BRANO ESTRATTO —

++++++++++

SONO RESPONSABILI DELLA DISPAREUNIA (DOLORE DURANTE I RAPPORTI SESSUALI) E DEL VAGINISMO (IMPOSSIBILITA’ AD AVERE DEI RAPPORTI SESSUALI).
ESISTONO FORME PRIMARIE O SECONDARIE: primarie quando iniziano i primi approcci sessuali o quando la donna tenta di inserire un tampone interno; secondarie quando il dolore insorge dopo molti anni di rapporti regolari e non dolorosi. In questo secondo caso può comparire in seguito a INFEZIONI VAGINALI (candida, herpes), a molteplici terapie antibiotiche, a trattamenti locali aggressivi (laser, acido acetico…), all’abuso di prodotti aggressivi per l’igiene intima, post-partum o post episiotomia, dopo interventi chirurgici perineali o perianali.
I fattori comuni nelle donne che soffrono di vulvodinia e che possono causare o peggiorare una vestibolite sono:
- L’iperattivazione del mastocita (regolatore della risposta infiammatoria): quando il mastocita é chiamato ad operare per fronteggiare un danno tissutale che causa infiammazione, queste vescicole si aprono all’esterno della cellula (degranulazione) e rilasciano le loro sostanze nel tessuto circostante. Se però ci troviamo di fronte ad una situazione di Iperattivazione, le quantità rilasciate sono molto superiori al normale e finiscono per essere dannose.

++++++++++

Voci archiviate da una raccolta:
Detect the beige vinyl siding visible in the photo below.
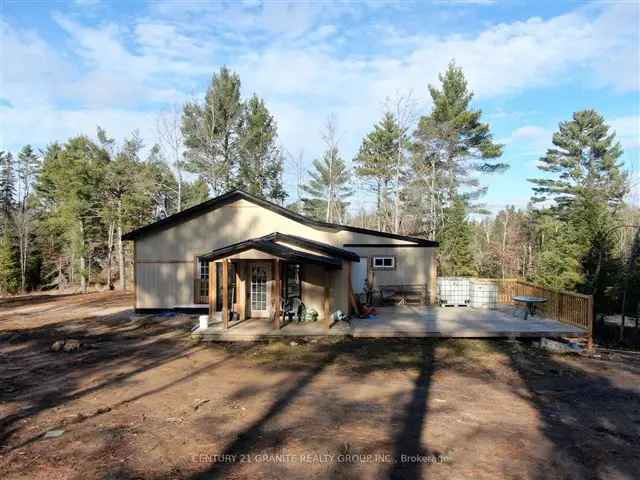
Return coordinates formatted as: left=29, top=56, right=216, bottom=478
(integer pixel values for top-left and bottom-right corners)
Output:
left=136, top=199, right=433, bottom=315
left=136, top=262, right=193, bottom=308
left=348, top=248, right=434, bottom=287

++++++++++

COMPITI DA SVOLGERE —
• 1. Per favore, ricopia il passo del brano sulla vulvodinia compreso tra "SONO RESPONSABILI DELLA" e "perineali o perianali.", estremi inclusi.
• 2. Elenca tutte le circostanze che, secondo il brano sulla vulvodinia, possono far comparire le forme secondarie.
• 3. Prosegui il brano sulla vulvodinia a partire dall'ultima frase riportata.

RISPOSTE AI COMPITI —
• 1.
SONO RESPONSABILI DELLA DISPAREUNIA (DOLORE DURANTE I RAPPORTI SESSUALI) E DEL VAGINISMO (IMPOSSIBILITA’ AD AVERE DEI RAPPORTI SESSUALI).
ESISTONO FORME PRIMARIE O SECONDARIE: primarie quando iniziano i primi approcci sessuali o quando la donna tenta di inserire un tampone interno; secondarie quando il dolore insorge dopo molti anni di rapporti regolari e non dolorosi. In questo secondo caso può comparire in seguito a INFEZIONI VAGINALI (candida, herpes), a molteplici terapie antibiotiche, a trattamenti locali aggressivi (laser, acido acetico…), all’abuso di prodotti aggressivi per l’igiene intima, post-partum o post episiotomia, dopo interventi chirurgici perineali o perianali.

• 2.
- infezioni vaginali (candida, herpes)
- molteplici terapie antibiotiche
- trattamenti locali aggressivi (laser, acido acetico…)
- abuso di prodotti aggressivi per l'igiene intima
- post-partum o post episiotomia
- interventi chirurgici perineali o perianali

• 3.
- L’ipertono del muscolo elevatore dell’ano, che si contrae in risposta al dolore e all’infiammazione
- L’iperattività del sistema del dolore indotta dall’infiammazione cronica
- La proliferazione delle fibre nervose del dolore che innervano i genitali per cui anche un tocco leggero può risultare insopportabile. Le fibre, inoltre, tendono a moltiplicarsi verso la superficie della mucosa: in questo modo anche le sensazioni tattili diventano dolorose con le caratteristiche del dolore urente.
Importante sottolineare che, come in tutte le malattie, la componente emotiva e lo stress possono influenzarne il decorso.
Spesso la diagnosi è tardiva (in alcuni casi supera i 4 anni) e il trattamento difficilmente protocollabile. I protocolli devono essere solamente indicativi, ogni donna avrà il proprio percorso terapeutico che a volte si modifica anche in corso d’opera.
Innanzitutto vanno ricercate altre patologie escludendo per esempio infezioni batteriche o virali.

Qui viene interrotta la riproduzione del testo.